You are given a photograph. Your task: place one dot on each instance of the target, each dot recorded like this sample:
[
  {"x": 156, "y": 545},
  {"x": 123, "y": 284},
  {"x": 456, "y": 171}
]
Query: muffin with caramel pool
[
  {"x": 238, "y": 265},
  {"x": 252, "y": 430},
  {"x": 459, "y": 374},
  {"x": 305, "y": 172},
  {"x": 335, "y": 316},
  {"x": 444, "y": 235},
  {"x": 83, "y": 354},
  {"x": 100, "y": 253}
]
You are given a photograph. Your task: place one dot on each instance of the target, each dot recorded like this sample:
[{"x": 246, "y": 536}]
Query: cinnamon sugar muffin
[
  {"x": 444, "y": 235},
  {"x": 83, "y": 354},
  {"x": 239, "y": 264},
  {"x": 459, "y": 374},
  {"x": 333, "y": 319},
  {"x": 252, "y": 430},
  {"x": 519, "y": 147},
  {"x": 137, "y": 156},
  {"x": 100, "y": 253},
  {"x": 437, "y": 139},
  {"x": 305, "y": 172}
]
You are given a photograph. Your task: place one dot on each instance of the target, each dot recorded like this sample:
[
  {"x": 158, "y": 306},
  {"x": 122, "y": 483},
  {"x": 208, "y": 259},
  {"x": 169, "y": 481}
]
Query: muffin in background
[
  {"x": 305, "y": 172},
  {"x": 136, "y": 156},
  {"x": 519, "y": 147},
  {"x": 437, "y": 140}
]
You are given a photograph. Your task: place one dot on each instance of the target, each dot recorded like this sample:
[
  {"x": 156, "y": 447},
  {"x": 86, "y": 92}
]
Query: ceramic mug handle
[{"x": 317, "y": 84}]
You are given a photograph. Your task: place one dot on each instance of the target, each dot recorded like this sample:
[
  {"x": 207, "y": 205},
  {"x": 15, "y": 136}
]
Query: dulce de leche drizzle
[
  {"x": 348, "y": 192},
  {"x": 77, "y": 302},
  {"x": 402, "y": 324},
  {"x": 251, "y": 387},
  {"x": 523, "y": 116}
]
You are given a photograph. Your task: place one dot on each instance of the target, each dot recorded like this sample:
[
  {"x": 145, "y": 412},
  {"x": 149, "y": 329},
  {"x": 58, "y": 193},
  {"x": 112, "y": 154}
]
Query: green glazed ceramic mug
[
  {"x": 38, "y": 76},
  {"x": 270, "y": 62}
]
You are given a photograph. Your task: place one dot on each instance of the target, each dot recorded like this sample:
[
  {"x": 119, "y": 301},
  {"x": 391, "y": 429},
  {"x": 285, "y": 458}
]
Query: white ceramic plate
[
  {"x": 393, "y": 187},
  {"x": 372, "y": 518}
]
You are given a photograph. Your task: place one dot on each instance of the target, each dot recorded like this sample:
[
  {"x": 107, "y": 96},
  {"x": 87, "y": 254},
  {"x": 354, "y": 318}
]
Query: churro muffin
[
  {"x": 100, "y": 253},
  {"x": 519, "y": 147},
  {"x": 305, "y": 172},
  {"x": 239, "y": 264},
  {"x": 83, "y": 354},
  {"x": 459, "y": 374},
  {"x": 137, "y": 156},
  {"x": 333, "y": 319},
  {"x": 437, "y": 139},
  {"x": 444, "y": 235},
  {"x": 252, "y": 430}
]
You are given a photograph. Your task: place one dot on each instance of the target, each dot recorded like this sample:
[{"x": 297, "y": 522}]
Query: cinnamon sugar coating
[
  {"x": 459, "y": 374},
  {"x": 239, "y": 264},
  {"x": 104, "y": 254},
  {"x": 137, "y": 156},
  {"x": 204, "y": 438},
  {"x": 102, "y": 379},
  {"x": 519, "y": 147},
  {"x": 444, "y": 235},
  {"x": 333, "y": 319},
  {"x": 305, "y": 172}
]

### Do this
Please repeat the material above, word for word and in full.

### Solution to this task
You are given a photograph. Your task: place one dot on each instance of the target, each dot recorded like this sample:
[
  {"x": 156, "y": 545},
  {"x": 123, "y": 284},
  {"x": 456, "y": 171}
]
Query: muffin with caramel pool
[
  {"x": 238, "y": 265},
  {"x": 252, "y": 430},
  {"x": 459, "y": 374},
  {"x": 305, "y": 172},
  {"x": 335, "y": 316},
  {"x": 444, "y": 235},
  {"x": 83, "y": 354},
  {"x": 100, "y": 253}
]
You are given a photograph. Your task: place one dot on each instance of the target, each dot recorded like this sample:
[{"x": 246, "y": 536}]
Query: cinnamon sugar muffin
[
  {"x": 444, "y": 235},
  {"x": 83, "y": 354},
  {"x": 239, "y": 264},
  {"x": 459, "y": 374},
  {"x": 333, "y": 319},
  {"x": 252, "y": 430},
  {"x": 519, "y": 147},
  {"x": 137, "y": 156},
  {"x": 100, "y": 253},
  {"x": 437, "y": 139},
  {"x": 305, "y": 172}
]
You are given a photograph. Your task: place one dot on each instance of the target, each dot recorded like this sample:
[
  {"x": 158, "y": 306},
  {"x": 122, "y": 483},
  {"x": 208, "y": 259},
  {"x": 169, "y": 481}
]
Query: muffin in background
[
  {"x": 305, "y": 172},
  {"x": 136, "y": 156},
  {"x": 519, "y": 147},
  {"x": 437, "y": 140}
]
You are given a photograph. Your task: place one dot on each instance of the target, each dot recorded like this sample:
[
  {"x": 156, "y": 447},
  {"x": 86, "y": 92}
]
Query: ceramic mug handle
[{"x": 317, "y": 84}]
You are given a photograph. Your task: place one dot on each instance of the target, each dot recorded like this sample:
[
  {"x": 207, "y": 205},
  {"x": 15, "y": 136}
]
Query: dulce de leche drizzle
[
  {"x": 348, "y": 192},
  {"x": 77, "y": 302},
  {"x": 402, "y": 324},
  {"x": 251, "y": 387},
  {"x": 523, "y": 116}
]
You are given a photograph. Your task: place one dot on each instance of the target, each dot recorded like this sample:
[
  {"x": 145, "y": 412},
  {"x": 149, "y": 329},
  {"x": 58, "y": 193},
  {"x": 112, "y": 154}
]
Query: green glazed ceramic mug
[
  {"x": 38, "y": 76},
  {"x": 270, "y": 62}
]
You are given a photograph. Your task: place one dot on each instance of the target, each dot recorded like this sample:
[
  {"x": 119, "y": 301},
  {"x": 391, "y": 429},
  {"x": 285, "y": 458}
]
Query: white ceramic plate
[
  {"x": 393, "y": 187},
  {"x": 372, "y": 518}
]
You are given a photograph. Your task: place one dot on each instance of the target, each dot recorded like this sample:
[
  {"x": 107, "y": 96},
  {"x": 87, "y": 254},
  {"x": 354, "y": 318}
]
Query: churro muffin
[
  {"x": 100, "y": 253},
  {"x": 519, "y": 147},
  {"x": 305, "y": 172},
  {"x": 239, "y": 264},
  {"x": 83, "y": 354},
  {"x": 459, "y": 374},
  {"x": 137, "y": 156},
  {"x": 333, "y": 319},
  {"x": 437, "y": 139},
  {"x": 444, "y": 235},
  {"x": 252, "y": 430}
]
You are given a photograph. Your task: place one dot on each instance of the target, each dot recorded like this sample:
[{"x": 297, "y": 522}]
Query: cinnamon sugar coating
[
  {"x": 459, "y": 374},
  {"x": 239, "y": 264},
  {"x": 104, "y": 254},
  {"x": 137, "y": 156},
  {"x": 204, "y": 438},
  {"x": 102, "y": 379},
  {"x": 519, "y": 147},
  {"x": 444, "y": 235},
  {"x": 333, "y": 319},
  {"x": 305, "y": 172}
]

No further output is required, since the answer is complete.